§ **WHAT TO WORK ON**
Below are the records. How many of their lines contain "dirt"? Give only the number.

DATA FOR ANALYSIS Start Marker

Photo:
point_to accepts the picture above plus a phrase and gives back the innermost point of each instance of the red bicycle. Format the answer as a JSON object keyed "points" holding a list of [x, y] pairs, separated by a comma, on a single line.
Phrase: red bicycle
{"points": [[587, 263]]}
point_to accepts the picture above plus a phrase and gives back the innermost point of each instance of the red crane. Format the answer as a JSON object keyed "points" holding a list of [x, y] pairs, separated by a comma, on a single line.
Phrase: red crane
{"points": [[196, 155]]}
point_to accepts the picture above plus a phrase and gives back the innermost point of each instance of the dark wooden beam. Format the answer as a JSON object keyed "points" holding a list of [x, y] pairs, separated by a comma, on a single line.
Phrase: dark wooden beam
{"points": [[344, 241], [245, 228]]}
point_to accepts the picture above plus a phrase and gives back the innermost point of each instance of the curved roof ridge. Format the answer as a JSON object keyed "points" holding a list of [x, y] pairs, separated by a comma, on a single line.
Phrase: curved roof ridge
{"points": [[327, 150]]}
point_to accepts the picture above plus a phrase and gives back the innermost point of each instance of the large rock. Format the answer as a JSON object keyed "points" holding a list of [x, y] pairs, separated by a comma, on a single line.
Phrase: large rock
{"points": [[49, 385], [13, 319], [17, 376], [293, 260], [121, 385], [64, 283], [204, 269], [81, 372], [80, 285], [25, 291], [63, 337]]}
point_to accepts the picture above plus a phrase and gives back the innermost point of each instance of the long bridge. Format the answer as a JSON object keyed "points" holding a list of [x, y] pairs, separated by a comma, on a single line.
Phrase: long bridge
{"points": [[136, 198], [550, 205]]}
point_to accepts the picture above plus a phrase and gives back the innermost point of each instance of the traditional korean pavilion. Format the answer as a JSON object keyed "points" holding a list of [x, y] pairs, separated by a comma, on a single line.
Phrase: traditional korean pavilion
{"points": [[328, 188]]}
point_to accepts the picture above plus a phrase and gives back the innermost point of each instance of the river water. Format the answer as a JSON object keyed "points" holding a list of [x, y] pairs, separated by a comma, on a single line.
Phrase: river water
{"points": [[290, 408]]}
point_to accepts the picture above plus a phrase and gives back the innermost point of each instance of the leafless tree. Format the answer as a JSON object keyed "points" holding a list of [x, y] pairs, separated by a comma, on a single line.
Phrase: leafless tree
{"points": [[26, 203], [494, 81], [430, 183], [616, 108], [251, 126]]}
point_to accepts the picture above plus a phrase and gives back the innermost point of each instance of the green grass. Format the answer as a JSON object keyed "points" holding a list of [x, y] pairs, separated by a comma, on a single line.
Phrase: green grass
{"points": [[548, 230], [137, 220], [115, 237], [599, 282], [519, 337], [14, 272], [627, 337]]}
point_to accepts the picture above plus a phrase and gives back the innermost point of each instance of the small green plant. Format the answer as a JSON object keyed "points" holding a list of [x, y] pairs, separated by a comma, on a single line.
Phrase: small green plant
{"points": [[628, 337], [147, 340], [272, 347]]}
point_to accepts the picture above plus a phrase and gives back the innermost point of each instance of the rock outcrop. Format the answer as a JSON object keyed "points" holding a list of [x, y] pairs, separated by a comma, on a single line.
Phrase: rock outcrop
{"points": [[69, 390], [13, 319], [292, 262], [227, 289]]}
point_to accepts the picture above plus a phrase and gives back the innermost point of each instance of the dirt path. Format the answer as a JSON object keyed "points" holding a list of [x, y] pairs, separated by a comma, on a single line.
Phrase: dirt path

DATA FOR ANALYSIS End Marker

§ **FINISHED EXERCISE**
2